Task description: Find each line in the entries below that contains the word "distant", and copy those lines. Uppercase and lowercase letters count as different.

Material provided:
# # #

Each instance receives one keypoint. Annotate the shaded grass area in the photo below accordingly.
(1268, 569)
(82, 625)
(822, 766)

# # #

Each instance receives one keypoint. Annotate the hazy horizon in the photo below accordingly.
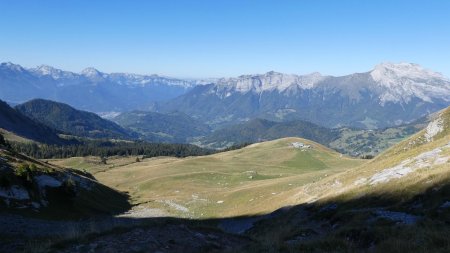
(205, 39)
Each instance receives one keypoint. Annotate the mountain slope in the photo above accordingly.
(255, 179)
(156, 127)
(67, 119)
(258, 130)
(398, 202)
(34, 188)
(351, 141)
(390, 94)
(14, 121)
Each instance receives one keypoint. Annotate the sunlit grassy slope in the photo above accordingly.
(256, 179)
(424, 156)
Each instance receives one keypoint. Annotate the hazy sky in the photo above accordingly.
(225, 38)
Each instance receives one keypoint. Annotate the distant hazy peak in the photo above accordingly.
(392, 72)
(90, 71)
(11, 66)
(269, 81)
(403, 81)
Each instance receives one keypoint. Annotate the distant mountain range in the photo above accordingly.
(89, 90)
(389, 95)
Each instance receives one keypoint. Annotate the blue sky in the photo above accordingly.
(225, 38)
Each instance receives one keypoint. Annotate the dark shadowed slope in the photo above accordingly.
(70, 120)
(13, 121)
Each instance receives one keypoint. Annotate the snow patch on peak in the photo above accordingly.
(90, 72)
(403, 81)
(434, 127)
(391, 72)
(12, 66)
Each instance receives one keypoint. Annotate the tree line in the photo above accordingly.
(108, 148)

# # #

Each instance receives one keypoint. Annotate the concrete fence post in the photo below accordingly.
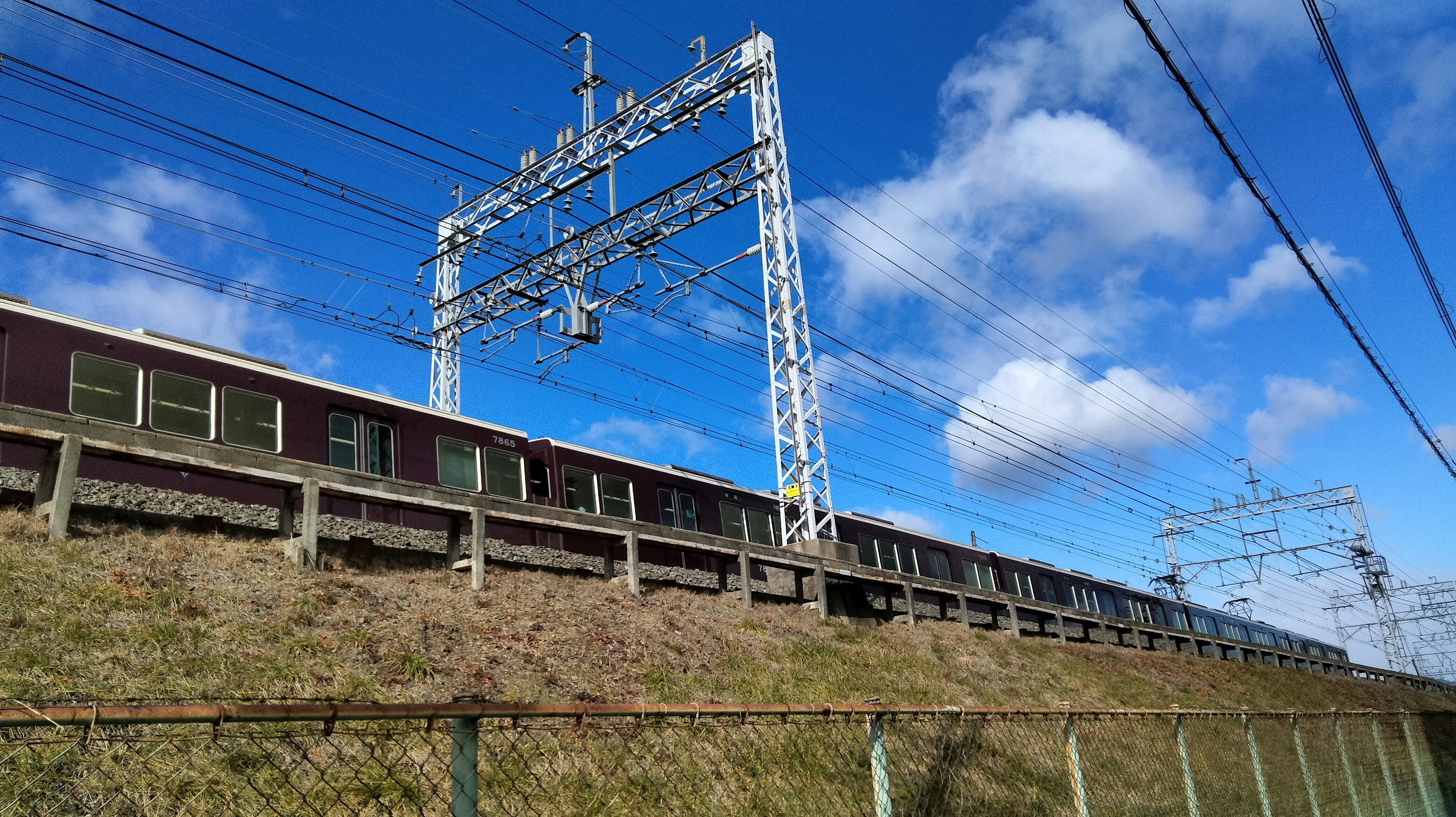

# # #

Output:
Each instance receives one keypoint. Annotate the distant hazy peak in the photo above accordingly.
Each instance receives one keypoint. Annotate the distant mountain range in the photo above accordingly.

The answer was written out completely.